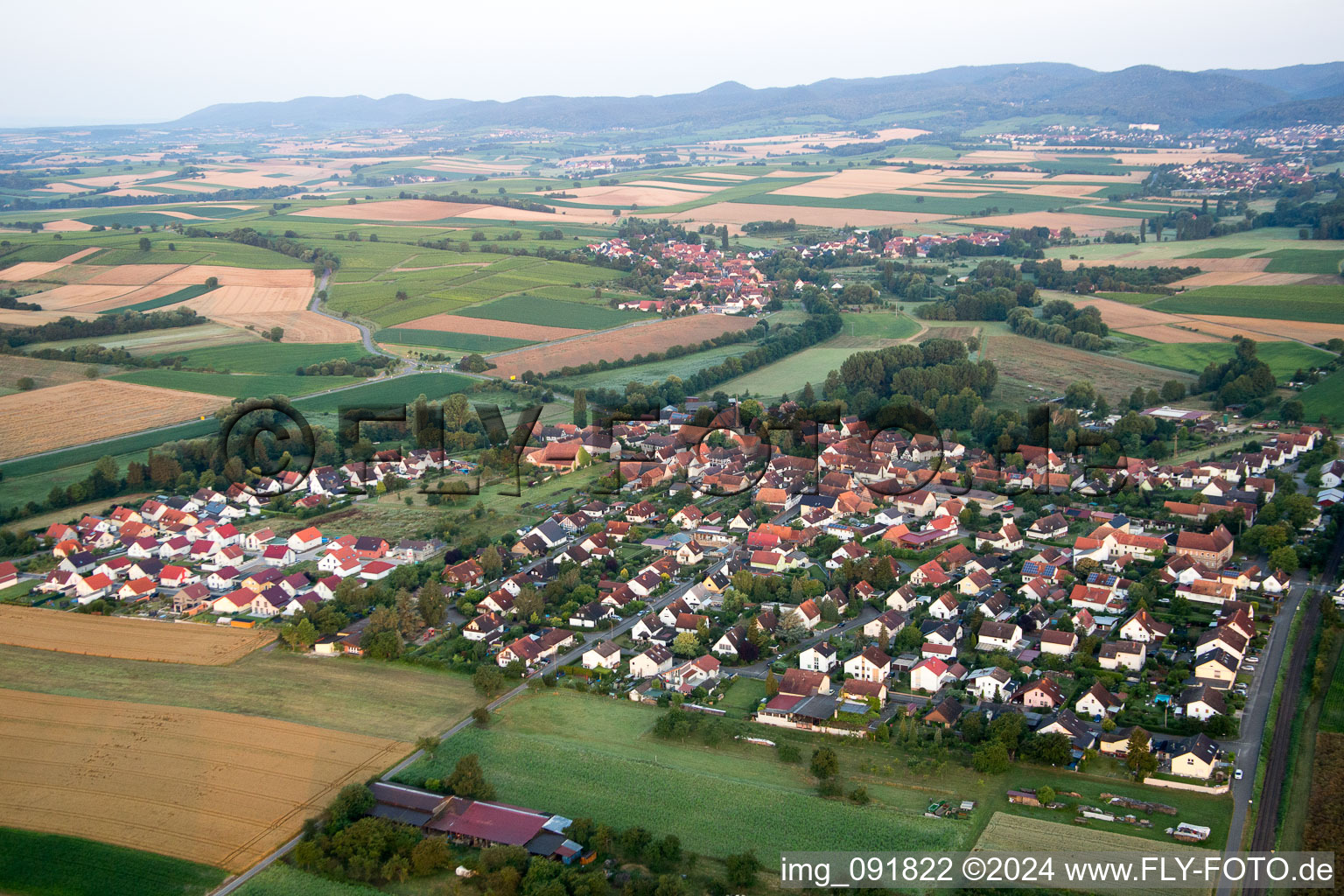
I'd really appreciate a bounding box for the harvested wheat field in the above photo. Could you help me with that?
[0,605,276,666]
[16,284,140,312]
[1116,318,1224,342]
[1181,314,1344,344]
[401,314,592,342]
[957,211,1138,235]
[32,218,93,234]
[0,690,410,872]
[85,264,186,286]
[491,314,755,379]
[653,203,948,227]
[1168,271,1312,289]
[156,264,316,289]
[0,382,228,461]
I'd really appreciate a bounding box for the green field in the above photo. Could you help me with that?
[1096,293,1166,304]
[294,374,476,414]
[1256,248,1344,274]
[547,342,755,389]
[1176,246,1256,258]
[234,863,388,896]
[0,819,228,896]
[1125,342,1334,380]
[376,326,532,354]
[1151,284,1344,324]
[111,368,364,397]
[0,644,479,741]
[399,690,970,856]
[98,284,214,314]
[1320,644,1344,735]
[1298,371,1344,424]
[454,296,653,329]
[155,340,368,374]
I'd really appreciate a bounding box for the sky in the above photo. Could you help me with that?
[8,0,1344,126]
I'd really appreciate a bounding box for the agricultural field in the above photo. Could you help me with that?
[0,644,480,740]
[398,690,969,856]
[491,315,755,377]
[0,606,276,666]
[1149,284,1344,324]
[0,828,228,896]
[1125,342,1334,382]
[147,340,379,374]
[0,690,410,872]
[549,342,755,391]
[454,296,656,331]
[0,380,228,459]
[113,368,364,399]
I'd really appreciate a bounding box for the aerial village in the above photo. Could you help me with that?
[16,378,1344,849]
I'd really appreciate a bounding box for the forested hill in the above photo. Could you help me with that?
[158,62,1344,131]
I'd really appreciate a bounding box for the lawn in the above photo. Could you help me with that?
[234,863,387,896]
[547,342,755,391]
[0,819,228,896]
[1125,342,1334,380]
[98,284,215,314]
[155,340,379,374]
[1256,248,1344,274]
[376,326,532,354]
[399,690,972,856]
[1151,284,1344,324]
[111,368,362,399]
[1298,371,1344,424]
[296,374,474,414]
[456,296,652,329]
[0,646,480,740]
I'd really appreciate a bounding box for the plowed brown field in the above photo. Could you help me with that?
[491,314,755,376]
[0,690,410,872]
[0,605,276,666]
[0,380,228,461]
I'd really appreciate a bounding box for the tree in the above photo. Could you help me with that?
[574,389,587,427]
[444,752,494,799]
[810,747,840,778]
[472,663,508,697]
[1125,725,1157,780]
[1269,544,1301,575]
[672,632,700,657]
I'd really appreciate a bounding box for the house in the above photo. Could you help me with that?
[1172,525,1233,570]
[285,525,323,554]
[1169,733,1218,780]
[581,640,621,669]
[1195,650,1241,690]
[462,612,504,640]
[966,666,1012,703]
[1119,608,1172,643]
[1096,640,1148,672]
[910,657,948,693]
[798,640,840,672]
[1074,681,1124,718]
[844,645,891,681]
[630,645,672,678]
[863,610,910,640]
[261,544,294,567]
[1012,678,1065,710]
[977,622,1021,650]
[1027,513,1068,542]
[1040,628,1078,657]
[1176,685,1227,721]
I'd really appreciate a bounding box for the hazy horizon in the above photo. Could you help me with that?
[0,0,1344,128]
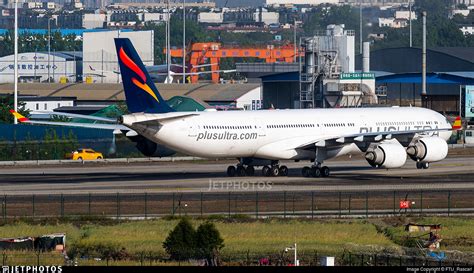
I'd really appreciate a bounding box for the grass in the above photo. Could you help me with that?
[380,217,474,252]
[0,218,474,263]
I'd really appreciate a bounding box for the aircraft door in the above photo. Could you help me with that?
[187,118,201,137]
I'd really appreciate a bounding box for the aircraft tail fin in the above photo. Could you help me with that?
[452,116,462,130]
[115,38,175,113]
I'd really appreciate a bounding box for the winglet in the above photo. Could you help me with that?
[10,110,29,122]
[452,116,462,130]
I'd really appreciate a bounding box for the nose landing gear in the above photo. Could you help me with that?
[227,164,288,177]
[301,164,331,177]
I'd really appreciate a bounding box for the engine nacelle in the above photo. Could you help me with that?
[365,142,407,169]
[407,137,448,163]
[129,135,176,157]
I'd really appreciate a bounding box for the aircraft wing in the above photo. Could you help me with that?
[31,111,117,123]
[295,127,456,149]
[10,110,131,132]
[121,112,199,126]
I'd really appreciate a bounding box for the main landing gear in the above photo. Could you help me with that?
[416,162,430,169]
[227,164,288,177]
[301,165,331,177]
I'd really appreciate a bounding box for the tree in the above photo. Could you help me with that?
[196,222,224,265]
[163,218,196,261]
[0,94,30,124]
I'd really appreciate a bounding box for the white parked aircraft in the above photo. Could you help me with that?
[11,38,461,177]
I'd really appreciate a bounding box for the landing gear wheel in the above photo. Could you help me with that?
[236,166,247,176]
[245,166,255,176]
[311,167,321,177]
[416,162,430,170]
[270,166,280,176]
[262,166,270,176]
[280,165,288,176]
[227,166,236,177]
[321,166,331,177]
[301,167,311,177]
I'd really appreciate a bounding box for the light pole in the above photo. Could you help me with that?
[293,19,301,63]
[285,243,299,266]
[13,0,18,124]
[408,0,413,47]
[183,0,186,84]
[166,0,171,83]
[359,1,362,55]
[48,18,51,83]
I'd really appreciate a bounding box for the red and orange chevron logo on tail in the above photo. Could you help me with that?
[10,109,28,122]
[119,47,159,102]
[452,116,462,130]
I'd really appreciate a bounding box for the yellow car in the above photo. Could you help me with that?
[67,149,104,160]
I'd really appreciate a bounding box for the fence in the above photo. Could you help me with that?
[0,190,474,221]
[0,251,474,267]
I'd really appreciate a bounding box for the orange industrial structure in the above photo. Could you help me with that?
[164,43,295,83]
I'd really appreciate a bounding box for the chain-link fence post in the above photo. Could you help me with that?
[201,192,204,217]
[348,194,352,215]
[420,190,423,216]
[87,193,92,217]
[255,191,258,219]
[144,192,148,220]
[171,192,175,216]
[3,194,8,223]
[61,193,64,217]
[31,194,36,220]
[117,192,120,220]
[393,191,397,214]
[448,191,451,216]
[227,191,231,218]
[365,191,369,218]
[339,192,342,218]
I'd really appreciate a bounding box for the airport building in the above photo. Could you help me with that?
[0,51,82,83]
[0,83,263,114]
[83,30,154,83]
[356,47,474,114]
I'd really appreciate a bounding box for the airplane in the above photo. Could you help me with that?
[88,64,237,83]
[146,64,237,83]
[13,38,461,177]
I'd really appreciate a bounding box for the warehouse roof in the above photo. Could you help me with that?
[0,83,260,102]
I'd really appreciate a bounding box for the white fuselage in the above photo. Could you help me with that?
[125,107,451,160]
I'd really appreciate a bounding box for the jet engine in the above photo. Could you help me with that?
[365,141,407,169]
[129,135,176,157]
[407,136,448,163]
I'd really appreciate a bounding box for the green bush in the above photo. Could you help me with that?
[196,222,224,265]
[163,218,196,261]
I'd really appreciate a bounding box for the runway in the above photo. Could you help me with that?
[0,152,474,195]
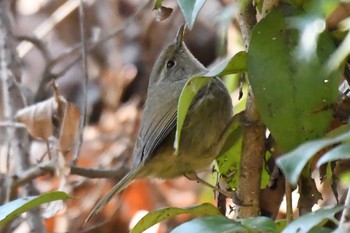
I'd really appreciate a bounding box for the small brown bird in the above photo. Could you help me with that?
[88,25,233,219]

• • •

Find every line in the records above that contains the word "brown", and copy each one out.

RESULT OF THE TASK:
I'd really appreciate a bounding box for the plowed brown field in the above photo. Could you help me with that?
I'd really appreciate a bounding box for the small brown bird in the above photo. Could you help me with that?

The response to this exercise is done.